• [GIVEN REQUEST]: Filter the records below down to every line that contains the string "handle" and copy each matching line in full.

• [INFORMATION GIVEN]:

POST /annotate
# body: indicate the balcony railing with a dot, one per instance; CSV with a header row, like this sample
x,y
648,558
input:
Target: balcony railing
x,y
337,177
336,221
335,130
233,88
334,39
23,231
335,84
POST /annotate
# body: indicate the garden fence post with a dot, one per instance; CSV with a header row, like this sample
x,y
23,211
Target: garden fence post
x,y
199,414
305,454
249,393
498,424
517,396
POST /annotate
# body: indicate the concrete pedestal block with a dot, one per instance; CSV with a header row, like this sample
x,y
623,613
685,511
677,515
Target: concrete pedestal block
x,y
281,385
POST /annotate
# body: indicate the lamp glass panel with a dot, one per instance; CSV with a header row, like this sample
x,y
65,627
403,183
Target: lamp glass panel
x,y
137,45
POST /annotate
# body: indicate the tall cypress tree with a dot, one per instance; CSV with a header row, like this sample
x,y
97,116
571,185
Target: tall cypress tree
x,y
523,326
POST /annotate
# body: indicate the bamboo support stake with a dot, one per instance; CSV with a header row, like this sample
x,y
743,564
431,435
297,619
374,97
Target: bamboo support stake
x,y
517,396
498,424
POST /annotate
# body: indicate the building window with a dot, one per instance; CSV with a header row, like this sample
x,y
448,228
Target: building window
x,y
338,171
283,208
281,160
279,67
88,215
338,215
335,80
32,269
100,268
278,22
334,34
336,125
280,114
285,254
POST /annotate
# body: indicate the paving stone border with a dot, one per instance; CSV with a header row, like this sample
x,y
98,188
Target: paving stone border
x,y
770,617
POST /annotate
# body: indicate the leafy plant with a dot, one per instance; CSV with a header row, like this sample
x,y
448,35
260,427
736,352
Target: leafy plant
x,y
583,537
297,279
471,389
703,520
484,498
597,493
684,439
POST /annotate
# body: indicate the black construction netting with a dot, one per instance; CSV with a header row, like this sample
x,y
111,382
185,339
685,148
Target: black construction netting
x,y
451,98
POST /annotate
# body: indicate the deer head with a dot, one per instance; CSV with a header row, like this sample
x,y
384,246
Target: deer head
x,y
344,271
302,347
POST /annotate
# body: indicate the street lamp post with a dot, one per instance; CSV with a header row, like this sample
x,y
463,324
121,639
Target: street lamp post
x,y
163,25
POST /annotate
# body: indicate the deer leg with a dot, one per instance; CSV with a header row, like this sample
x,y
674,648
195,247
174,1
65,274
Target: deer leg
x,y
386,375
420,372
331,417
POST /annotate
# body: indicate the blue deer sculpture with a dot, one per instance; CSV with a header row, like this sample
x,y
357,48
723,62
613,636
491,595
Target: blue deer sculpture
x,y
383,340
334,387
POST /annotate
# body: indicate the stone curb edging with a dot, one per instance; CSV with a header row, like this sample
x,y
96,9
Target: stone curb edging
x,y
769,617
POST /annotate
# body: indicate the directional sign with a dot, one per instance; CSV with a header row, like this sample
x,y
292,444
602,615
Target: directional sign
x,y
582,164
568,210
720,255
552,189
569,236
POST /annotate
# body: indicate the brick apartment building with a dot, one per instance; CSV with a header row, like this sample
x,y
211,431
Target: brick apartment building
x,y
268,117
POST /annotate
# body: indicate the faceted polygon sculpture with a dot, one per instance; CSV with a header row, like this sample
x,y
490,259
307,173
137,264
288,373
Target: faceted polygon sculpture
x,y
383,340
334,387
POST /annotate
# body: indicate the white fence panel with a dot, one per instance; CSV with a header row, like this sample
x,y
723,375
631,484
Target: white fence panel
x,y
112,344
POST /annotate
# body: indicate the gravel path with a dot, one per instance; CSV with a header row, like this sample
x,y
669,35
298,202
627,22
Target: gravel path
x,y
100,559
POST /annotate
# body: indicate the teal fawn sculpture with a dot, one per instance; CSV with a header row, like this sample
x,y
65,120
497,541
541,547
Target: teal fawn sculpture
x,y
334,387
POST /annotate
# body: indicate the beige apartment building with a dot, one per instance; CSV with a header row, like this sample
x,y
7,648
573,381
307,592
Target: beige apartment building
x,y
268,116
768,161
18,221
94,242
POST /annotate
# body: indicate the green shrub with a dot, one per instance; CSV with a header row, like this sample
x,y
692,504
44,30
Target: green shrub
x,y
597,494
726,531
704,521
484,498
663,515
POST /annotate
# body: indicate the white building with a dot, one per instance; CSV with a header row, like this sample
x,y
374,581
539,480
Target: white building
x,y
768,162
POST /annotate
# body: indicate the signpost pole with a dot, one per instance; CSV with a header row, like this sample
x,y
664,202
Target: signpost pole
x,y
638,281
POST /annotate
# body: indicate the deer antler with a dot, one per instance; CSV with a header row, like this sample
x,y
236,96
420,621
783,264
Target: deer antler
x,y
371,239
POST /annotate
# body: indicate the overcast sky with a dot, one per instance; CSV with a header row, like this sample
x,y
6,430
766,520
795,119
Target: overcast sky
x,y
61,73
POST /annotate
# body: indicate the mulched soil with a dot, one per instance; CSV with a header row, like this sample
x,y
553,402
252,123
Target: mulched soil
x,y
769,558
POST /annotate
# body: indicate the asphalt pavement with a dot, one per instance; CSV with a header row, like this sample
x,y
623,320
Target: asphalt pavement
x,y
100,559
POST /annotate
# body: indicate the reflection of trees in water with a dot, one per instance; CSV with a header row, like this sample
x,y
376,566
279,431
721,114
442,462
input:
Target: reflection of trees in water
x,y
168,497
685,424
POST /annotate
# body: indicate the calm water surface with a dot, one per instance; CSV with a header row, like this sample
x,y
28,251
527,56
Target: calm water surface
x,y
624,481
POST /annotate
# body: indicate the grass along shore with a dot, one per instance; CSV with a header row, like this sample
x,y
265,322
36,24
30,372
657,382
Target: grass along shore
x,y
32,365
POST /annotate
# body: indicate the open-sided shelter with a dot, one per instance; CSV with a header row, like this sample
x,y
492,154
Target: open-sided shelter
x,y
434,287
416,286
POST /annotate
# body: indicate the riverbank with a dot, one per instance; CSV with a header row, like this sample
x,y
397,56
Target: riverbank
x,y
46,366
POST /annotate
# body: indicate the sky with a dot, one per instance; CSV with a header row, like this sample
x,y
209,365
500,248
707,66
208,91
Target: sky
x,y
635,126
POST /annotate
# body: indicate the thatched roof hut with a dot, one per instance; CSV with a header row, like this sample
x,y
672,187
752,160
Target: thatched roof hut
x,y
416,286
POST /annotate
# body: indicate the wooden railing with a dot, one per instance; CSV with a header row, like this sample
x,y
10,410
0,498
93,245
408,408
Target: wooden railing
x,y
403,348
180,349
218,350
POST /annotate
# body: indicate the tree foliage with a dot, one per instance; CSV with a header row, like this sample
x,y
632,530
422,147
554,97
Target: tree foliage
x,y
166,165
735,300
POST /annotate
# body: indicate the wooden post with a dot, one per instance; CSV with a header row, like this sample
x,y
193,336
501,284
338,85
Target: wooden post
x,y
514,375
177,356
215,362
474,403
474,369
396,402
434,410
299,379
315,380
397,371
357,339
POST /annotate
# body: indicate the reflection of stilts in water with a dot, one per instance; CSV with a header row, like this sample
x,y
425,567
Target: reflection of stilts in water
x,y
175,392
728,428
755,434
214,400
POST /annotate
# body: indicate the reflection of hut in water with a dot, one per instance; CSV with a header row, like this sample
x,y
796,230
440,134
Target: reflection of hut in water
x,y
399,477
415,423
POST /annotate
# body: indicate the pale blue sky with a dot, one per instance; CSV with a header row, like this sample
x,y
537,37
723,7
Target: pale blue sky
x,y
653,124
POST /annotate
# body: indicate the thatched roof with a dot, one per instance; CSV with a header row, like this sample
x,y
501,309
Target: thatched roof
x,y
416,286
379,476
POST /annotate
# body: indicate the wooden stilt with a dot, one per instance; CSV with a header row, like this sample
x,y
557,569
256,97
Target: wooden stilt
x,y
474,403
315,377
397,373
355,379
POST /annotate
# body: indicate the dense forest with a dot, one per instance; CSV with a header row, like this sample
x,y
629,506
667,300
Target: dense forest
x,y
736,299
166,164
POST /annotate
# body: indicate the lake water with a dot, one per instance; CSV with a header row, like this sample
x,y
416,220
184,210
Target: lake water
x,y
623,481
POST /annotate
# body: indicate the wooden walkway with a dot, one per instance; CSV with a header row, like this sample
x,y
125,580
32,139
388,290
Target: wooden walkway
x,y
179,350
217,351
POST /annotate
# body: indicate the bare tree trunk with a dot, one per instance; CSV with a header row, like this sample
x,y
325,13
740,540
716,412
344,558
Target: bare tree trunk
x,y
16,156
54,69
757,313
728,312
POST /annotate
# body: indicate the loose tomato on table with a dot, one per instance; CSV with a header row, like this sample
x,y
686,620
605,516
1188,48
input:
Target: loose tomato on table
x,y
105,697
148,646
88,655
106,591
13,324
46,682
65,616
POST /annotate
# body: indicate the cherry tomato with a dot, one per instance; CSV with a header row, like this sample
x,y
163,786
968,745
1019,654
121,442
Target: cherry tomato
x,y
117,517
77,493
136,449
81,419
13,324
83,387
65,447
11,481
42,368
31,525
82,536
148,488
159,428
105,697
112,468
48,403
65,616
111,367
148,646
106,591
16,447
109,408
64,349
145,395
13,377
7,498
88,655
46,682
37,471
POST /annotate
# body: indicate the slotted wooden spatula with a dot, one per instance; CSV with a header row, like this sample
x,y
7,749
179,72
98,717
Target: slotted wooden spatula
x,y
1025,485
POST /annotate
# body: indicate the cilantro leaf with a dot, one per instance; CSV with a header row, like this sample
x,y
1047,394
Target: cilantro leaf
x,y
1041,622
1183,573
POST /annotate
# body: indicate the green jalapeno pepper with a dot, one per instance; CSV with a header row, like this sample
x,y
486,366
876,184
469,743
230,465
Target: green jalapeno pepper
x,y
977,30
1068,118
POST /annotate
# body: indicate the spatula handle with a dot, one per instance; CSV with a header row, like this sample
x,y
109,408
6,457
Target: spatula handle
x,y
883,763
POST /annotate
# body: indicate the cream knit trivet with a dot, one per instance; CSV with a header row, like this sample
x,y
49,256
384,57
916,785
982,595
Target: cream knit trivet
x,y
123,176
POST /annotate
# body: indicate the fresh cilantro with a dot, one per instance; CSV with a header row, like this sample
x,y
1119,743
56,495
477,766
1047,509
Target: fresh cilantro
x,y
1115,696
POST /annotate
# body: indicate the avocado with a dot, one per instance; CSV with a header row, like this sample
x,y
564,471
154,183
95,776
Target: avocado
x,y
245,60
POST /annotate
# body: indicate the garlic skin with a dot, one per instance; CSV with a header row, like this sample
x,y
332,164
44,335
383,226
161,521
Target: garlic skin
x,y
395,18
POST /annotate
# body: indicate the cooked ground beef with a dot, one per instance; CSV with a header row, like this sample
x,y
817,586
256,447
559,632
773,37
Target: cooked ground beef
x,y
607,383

• [REPLY]:
# body: indicate the spatula handle with a dot, one per instance; CSV with a header row, like this sample
Target: spatula handle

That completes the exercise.